EXERCISE PROMPT>
The line bearing "of the sunset", together with all lines after it to the end of the material, should be repeated exactly; leave out everything else.

DATA FOR THE TASK>
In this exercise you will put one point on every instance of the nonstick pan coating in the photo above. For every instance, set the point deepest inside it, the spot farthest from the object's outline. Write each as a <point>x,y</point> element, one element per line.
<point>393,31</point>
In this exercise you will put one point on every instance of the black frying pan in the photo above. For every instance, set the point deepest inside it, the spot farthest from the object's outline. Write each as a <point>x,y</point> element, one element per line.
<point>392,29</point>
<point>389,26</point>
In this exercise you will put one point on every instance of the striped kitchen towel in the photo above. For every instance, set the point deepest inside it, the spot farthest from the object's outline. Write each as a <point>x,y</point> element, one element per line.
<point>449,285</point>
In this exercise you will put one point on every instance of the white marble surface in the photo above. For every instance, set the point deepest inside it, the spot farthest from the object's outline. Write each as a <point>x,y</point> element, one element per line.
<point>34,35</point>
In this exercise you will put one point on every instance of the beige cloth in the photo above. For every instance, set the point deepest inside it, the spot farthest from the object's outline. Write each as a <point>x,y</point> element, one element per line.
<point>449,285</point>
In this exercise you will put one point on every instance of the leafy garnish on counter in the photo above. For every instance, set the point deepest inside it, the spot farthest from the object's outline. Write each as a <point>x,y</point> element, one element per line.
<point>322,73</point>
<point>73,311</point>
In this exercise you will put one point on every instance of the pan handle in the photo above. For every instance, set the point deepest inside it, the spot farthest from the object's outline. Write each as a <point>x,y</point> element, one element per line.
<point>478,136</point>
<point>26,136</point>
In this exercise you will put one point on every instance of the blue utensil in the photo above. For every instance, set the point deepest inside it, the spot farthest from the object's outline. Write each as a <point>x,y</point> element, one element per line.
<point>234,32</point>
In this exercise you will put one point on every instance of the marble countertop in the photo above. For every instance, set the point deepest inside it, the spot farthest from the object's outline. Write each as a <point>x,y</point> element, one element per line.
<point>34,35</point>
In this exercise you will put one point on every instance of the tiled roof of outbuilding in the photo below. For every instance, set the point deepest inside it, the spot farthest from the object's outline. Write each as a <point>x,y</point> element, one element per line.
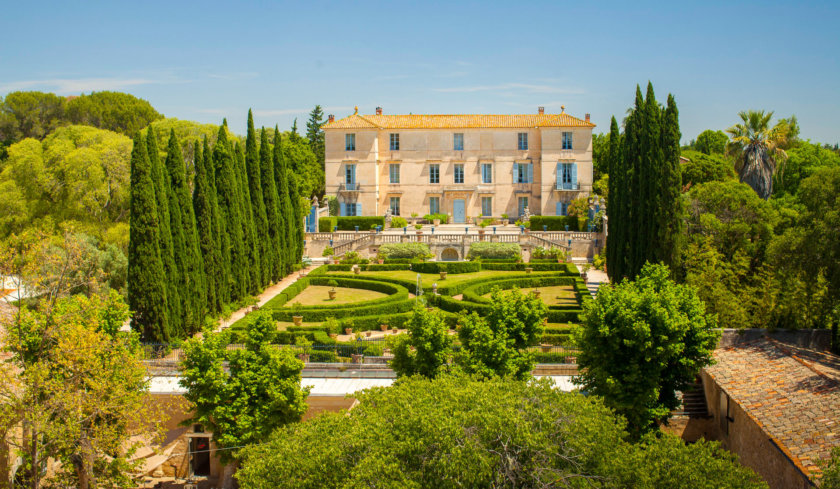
<point>455,121</point>
<point>792,393</point>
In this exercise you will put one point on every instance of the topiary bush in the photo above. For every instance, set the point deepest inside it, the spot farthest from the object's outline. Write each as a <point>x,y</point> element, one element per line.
<point>419,251</point>
<point>485,249</point>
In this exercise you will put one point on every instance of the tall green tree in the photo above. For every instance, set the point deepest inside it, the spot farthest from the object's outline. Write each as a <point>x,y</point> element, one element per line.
<point>146,277</point>
<point>276,237</point>
<point>258,211</point>
<point>228,194</point>
<point>758,148</point>
<point>167,250</point>
<point>315,136</point>
<point>242,396</point>
<point>641,341</point>
<point>285,200</point>
<point>185,239</point>
<point>647,197</point>
<point>249,232</point>
<point>206,240</point>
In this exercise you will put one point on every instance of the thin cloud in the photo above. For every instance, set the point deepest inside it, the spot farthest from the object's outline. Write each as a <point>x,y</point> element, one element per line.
<point>521,87</point>
<point>78,85</point>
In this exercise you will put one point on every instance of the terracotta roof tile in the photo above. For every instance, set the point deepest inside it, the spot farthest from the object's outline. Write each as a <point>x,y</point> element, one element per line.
<point>456,121</point>
<point>792,393</point>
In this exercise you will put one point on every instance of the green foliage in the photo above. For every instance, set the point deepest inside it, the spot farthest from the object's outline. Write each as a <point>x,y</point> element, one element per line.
<point>640,342</point>
<point>702,168</point>
<point>496,342</point>
<point>146,276</point>
<point>645,183</point>
<point>405,250</point>
<point>711,142</point>
<point>486,249</point>
<point>426,348</point>
<point>256,394</point>
<point>558,223</point>
<point>518,434</point>
<point>444,218</point>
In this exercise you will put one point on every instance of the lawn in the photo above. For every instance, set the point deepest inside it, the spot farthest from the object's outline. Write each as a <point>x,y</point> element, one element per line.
<point>558,295</point>
<point>431,278</point>
<point>318,295</point>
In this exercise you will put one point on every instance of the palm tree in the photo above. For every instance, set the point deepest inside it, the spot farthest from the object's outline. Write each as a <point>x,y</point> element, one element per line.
<point>757,148</point>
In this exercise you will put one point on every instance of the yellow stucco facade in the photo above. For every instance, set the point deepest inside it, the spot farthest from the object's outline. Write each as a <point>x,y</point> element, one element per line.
<point>461,165</point>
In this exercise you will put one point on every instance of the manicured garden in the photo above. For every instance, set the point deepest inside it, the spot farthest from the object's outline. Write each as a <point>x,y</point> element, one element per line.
<point>370,298</point>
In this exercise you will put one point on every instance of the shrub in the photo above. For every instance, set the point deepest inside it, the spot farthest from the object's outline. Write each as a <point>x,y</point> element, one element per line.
<point>405,250</point>
<point>349,223</point>
<point>444,218</point>
<point>485,249</point>
<point>558,223</point>
<point>449,267</point>
<point>326,224</point>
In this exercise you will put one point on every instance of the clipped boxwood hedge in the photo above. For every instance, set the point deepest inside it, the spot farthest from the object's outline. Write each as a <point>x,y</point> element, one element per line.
<point>486,249</point>
<point>558,223</point>
<point>452,267</point>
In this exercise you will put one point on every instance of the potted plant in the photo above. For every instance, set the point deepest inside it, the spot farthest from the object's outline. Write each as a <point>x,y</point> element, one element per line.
<point>297,315</point>
<point>304,343</point>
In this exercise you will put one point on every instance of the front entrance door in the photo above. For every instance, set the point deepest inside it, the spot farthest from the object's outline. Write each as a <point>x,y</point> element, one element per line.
<point>200,449</point>
<point>458,211</point>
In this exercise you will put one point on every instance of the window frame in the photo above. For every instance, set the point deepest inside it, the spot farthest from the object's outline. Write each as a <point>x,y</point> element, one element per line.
<point>455,172</point>
<point>522,141</point>
<point>455,141</point>
<point>570,136</point>
<point>435,173</point>
<point>487,176</point>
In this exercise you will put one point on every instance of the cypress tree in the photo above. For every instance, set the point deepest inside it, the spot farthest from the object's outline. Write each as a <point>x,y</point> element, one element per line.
<point>275,237</point>
<point>671,225</point>
<point>252,163</point>
<point>249,232</point>
<point>285,201</point>
<point>234,253</point>
<point>146,278</point>
<point>167,251</point>
<point>203,200</point>
<point>184,239</point>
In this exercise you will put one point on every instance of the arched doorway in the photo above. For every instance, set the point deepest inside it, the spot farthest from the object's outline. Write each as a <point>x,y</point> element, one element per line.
<point>449,254</point>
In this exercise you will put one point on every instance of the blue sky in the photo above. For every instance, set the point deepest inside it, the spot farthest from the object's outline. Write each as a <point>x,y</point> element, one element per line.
<point>207,60</point>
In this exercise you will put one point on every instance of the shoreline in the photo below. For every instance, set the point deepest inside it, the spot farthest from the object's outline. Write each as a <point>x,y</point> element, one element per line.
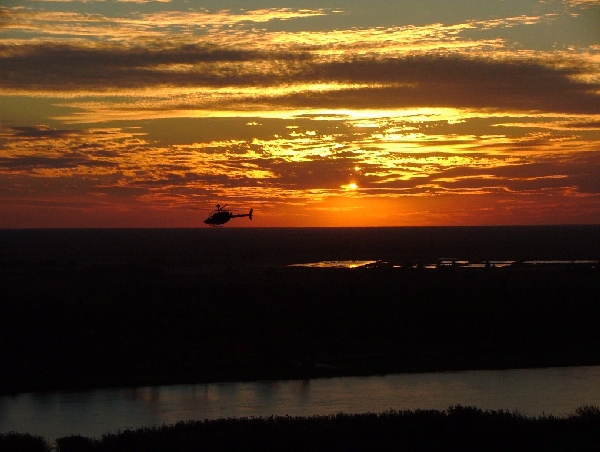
<point>124,326</point>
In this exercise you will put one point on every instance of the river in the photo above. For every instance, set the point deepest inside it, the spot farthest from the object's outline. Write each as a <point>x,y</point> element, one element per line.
<point>533,392</point>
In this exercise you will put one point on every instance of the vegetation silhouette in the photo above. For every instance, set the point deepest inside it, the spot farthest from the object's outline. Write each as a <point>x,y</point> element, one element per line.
<point>457,428</point>
<point>134,325</point>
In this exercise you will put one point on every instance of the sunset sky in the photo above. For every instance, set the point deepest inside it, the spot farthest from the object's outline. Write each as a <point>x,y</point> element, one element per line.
<point>315,113</point>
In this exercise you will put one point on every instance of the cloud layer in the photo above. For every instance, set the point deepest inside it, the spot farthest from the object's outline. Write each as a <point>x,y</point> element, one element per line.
<point>171,109</point>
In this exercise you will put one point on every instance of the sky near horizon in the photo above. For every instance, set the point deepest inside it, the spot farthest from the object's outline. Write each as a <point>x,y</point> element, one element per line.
<point>315,113</point>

RESPONSE AREA>
In this exercise you will put one point on every instance of the sunset sky in the photo above. For every instance, set the point deepest inside it, the spot farthest from the object's outline. Write each as a <point>x,y</point> element, one element per line.
<point>315,113</point>
In this exercise you will put one point on every instance of the cloud layer in the photo above. For every instance, set the point deepest inside it, the spot farthest from the object's outline. Write each as a <point>x,y</point> element, one element per line.
<point>171,109</point>
In this exercise you will put one point on every instance of the sky near horizon in the photo above. For every instance, set the point deepest inside it, the spot farthest from the object's outline. Write each as a <point>x,y</point> element, one element per line.
<point>315,113</point>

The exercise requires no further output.